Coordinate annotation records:
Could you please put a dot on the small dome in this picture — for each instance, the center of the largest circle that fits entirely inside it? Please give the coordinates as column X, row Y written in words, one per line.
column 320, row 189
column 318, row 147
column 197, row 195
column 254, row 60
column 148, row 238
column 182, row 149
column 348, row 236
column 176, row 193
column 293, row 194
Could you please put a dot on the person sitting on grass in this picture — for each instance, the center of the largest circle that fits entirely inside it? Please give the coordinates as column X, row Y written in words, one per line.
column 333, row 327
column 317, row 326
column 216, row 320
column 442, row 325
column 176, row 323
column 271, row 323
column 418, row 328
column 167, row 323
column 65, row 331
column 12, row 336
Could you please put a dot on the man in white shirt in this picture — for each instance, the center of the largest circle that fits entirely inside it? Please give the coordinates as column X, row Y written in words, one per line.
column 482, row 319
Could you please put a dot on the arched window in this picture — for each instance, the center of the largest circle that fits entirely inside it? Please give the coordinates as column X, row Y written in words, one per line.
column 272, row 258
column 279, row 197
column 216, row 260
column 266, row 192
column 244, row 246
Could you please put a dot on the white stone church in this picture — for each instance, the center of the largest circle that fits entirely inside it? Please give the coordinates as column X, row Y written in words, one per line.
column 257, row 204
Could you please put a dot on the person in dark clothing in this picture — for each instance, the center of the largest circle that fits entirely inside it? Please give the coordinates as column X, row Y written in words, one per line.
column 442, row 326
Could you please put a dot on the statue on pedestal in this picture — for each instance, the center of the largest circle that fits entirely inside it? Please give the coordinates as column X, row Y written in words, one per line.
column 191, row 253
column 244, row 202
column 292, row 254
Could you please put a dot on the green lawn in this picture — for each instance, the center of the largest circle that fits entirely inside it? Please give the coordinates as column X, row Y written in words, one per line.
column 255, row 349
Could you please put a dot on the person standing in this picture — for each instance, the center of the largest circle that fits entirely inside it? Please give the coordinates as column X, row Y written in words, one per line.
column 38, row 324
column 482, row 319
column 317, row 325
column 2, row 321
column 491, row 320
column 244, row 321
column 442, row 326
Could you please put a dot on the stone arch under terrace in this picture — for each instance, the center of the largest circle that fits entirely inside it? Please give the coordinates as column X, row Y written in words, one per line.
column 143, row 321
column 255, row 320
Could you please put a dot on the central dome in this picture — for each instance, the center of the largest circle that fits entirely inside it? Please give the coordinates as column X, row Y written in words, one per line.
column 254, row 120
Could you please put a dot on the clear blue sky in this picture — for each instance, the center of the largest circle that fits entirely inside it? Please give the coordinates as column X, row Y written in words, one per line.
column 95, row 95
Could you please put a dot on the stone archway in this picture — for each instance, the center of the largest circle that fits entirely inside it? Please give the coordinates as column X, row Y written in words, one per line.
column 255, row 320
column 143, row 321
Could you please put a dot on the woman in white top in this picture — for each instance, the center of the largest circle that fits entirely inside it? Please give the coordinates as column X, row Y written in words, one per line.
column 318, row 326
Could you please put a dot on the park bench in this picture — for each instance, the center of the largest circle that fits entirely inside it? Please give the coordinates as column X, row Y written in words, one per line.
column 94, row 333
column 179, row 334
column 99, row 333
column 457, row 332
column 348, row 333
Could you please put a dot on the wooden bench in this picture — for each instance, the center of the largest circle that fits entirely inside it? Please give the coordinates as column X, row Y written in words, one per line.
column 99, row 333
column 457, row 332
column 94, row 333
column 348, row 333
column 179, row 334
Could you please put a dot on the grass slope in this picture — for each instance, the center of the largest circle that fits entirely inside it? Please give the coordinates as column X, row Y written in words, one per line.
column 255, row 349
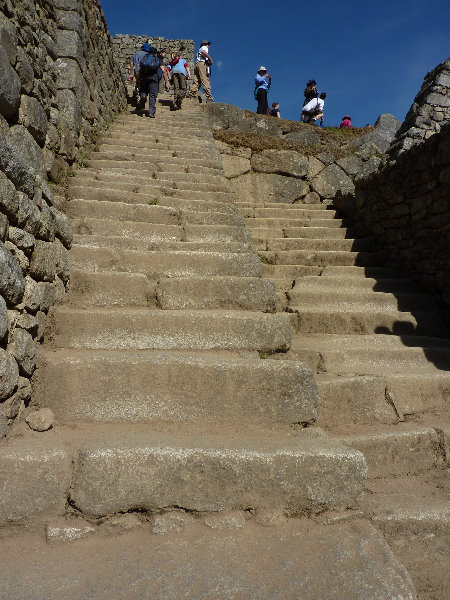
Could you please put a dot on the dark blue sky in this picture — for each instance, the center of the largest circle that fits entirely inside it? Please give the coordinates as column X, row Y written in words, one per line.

- What is asked -
Reproduce the rows above word for word, from the line containing "Could you please put a dot on the wooden" through the end of the rows, both ends included. Omit the pictures from your output.

- The completed task -
Could you please put a dot on the wooden bench in this picture — for each instance, the center of the largest circle that fits entirely inside it? Please give the coordinates as column X, row Y written in words, one per line.
column 99, row 333
column 457, row 332
column 94, row 333
column 348, row 333
column 179, row 334
Could you please put a dot on the grass slope in this picture — for each instance, the center of the largest circle that fits entirely inside it? Please give the coordinates as column X, row Y written in words, one per line.
column 255, row 349
Could you please put a dot on the dark blue sky in this picture — for each instance, the center of the largest circle that fits entirely inside it? Please give the coordinates as column X, row Y written in words, one per line.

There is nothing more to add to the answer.